== OBJECTIVE ==
Below are some entries; can you quote all of them exactly?

◆ ◆ ◆ ◆ ◆

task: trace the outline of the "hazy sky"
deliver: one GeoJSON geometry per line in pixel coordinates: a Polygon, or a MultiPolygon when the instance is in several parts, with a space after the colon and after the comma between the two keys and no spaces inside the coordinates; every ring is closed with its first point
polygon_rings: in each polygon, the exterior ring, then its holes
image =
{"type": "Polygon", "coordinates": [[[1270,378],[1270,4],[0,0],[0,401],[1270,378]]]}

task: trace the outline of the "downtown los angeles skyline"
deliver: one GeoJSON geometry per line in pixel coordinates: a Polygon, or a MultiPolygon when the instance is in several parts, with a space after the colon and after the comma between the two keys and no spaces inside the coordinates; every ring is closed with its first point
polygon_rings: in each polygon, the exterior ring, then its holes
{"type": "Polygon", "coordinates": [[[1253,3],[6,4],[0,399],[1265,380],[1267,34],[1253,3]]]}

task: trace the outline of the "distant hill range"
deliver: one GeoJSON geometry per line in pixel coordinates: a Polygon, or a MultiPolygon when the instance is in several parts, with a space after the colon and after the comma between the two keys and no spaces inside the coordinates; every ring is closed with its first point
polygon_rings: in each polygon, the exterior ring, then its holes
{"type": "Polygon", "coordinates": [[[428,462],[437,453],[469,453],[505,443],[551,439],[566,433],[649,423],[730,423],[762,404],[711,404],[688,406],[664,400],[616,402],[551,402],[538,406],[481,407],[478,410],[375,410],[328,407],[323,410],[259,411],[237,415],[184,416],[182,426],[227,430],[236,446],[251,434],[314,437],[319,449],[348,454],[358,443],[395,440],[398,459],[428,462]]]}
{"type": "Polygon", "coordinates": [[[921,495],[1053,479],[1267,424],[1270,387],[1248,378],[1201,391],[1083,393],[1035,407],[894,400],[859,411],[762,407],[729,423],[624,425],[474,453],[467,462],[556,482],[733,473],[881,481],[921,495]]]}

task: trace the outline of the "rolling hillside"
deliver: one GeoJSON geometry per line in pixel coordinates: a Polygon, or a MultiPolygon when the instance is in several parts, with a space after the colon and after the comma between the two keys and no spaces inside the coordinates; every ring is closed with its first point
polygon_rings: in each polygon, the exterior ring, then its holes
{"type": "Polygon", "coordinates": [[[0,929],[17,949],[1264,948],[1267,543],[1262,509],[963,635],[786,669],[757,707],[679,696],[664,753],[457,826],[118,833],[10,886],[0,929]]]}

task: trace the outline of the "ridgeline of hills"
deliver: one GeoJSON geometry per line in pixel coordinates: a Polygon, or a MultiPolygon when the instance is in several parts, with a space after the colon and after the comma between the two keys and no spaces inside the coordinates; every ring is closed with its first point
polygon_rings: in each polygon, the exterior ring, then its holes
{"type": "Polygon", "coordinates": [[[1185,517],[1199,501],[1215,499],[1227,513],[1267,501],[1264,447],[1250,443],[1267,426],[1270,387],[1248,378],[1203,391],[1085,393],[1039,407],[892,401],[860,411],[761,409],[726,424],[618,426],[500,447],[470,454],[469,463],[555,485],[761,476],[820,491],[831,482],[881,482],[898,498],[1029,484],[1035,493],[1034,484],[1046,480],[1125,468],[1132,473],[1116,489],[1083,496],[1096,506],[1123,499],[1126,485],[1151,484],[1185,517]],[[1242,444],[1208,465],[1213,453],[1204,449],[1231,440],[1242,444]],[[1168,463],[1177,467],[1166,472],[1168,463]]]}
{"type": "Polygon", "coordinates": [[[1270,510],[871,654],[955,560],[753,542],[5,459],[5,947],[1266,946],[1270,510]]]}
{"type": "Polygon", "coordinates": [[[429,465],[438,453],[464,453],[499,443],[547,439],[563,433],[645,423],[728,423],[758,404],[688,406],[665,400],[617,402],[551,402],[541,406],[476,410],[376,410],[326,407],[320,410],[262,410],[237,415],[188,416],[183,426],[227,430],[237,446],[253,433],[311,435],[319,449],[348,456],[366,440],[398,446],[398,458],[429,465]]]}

◆ ◆ ◆ ◆ ◆

== REPLY TO THE EXERCISE ==
task: trace the outline of the "hazy sky"
deliver: one GeoJSON geometry per line in pixel coordinates: a Polygon, or a MultiPolygon when the instance is in several parts, with a space after the colon and after the comma between the two keys and no spaces inside the coordinates; every ring is closed with its first point
polygon_rings: in each polygon, the exterior ring, then its holes
image =
{"type": "Polygon", "coordinates": [[[1270,378],[1270,4],[0,0],[0,401],[1270,378]]]}

task: trace the outline of the "downtown los angeles skyline"
deliver: one GeoJSON geometry per line in pixel coordinates: a Polygon, or a MultiPolygon when the instance is in several parts, with a space after the colon and after the comma between the two keys and no spaces inside the coordinates; every ring is closed with its first point
polygon_rings: in each polygon, the exterior ring, then its holes
{"type": "Polygon", "coordinates": [[[1253,3],[6,4],[0,399],[1265,380],[1267,34],[1253,3]]]}

task: trace the outline of the "distant hill range"
deliver: one GeoJSON geometry per line in pixel coordinates: a Polygon, or a MultiPolygon when the instance is in several parts, with a space after the colon and after the comma between the two keys and no spaces inside the coordinates; every ring is closed with its first point
polygon_rings: in each polygon, the exterior ring, then its holes
{"type": "Polygon", "coordinates": [[[428,462],[437,453],[469,453],[505,443],[551,439],[566,433],[649,423],[730,423],[762,404],[711,404],[688,406],[664,400],[616,402],[551,402],[538,406],[481,407],[478,410],[375,410],[328,407],[323,410],[259,411],[237,415],[184,416],[182,426],[227,430],[236,446],[251,434],[314,437],[319,449],[348,454],[358,443],[395,440],[398,459],[428,462]]]}
{"type": "Polygon", "coordinates": [[[921,495],[1053,479],[1267,424],[1270,387],[1248,378],[1201,391],[1083,393],[1035,407],[894,400],[859,411],[762,407],[729,423],[624,425],[474,453],[467,462],[556,482],[733,473],[881,481],[921,495]]]}

task: trace the outline of the "rolling hillside"
deliver: one GeoJSON geometry per line in pixel coordinates: a Polygon, or a MultiPolygon when the instance is in several parts, with a space after the colon and after the comma between the two keys and no spaces inside the coordinates; every ring is closed with its first point
polygon_rings: in each polygon, the exterior ring, then its holes
{"type": "Polygon", "coordinates": [[[0,929],[17,949],[1264,948],[1267,543],[1262,509],[963,635],[786,669],[757,707],[679,696],[664,753],[457,826],[118,833],[10,886],[0,929]]]}

task: trace the outline of the "ridgeline of hills"
deliver: one GeoJSON geometry per line in pixel coordinates: a Polygon, or a MultiPolygon when the instance is in several parts, with a space after the colon and after the comma between the two keys and no spaces inside the coordinates; every ring is closed with its first point
polygon_rings: in each polygon, the exterior ring, then its holes
{"type": "Polygon", "coordinates": [[[1185,517],[1199,501],[1215,499],[1227,513],[1267,501],[1264,447],[1250,443],[1267,426],[1270,387],[1248,378],[1203,391],[1085,393],[1039,407],[892,401],[860,411],[761,409],[726,424],[618,426],[500,447],[470,454],[469,463],[555,485],[761,476],[820,491],[831,482],[881,482],[898,498],[1029,484],[1035,493],[1034,484],[1046,480],[1125,468],[1132,473],[1116,489],[1083,496],[1096,506],[1123,499],[1126,485],[1151,484],[1185,517]],[[1242,444],[1208,465],[1213,453],[1204,449],[1231,440],[1242,444]],[[1168,463],[1177,467],[1166,472],[1168,463]]]}
{"type": "Polygon", "coordinates": [[[1270,510],[871,654],[955,560],[753,542],[5,459],[5,947],[1266,946],[1270,510]]]}
{"type": "Polygon", "coordinates": [[[429,465],[438,453],[464,453],[499,443],[547,439],[563,433],[645,423],[728,423],[758,404],[688,406],[665,400],[617,402],[551,402],[541,406],[476,410],[376,410],[326,407],[320,410],[262,410],[237,415],[188,416],[183,426],[227,430],[237,446],[253,433],[311,435],[319,449],[348,456],[366,440],[398,446],[398,458],[429,465]]]}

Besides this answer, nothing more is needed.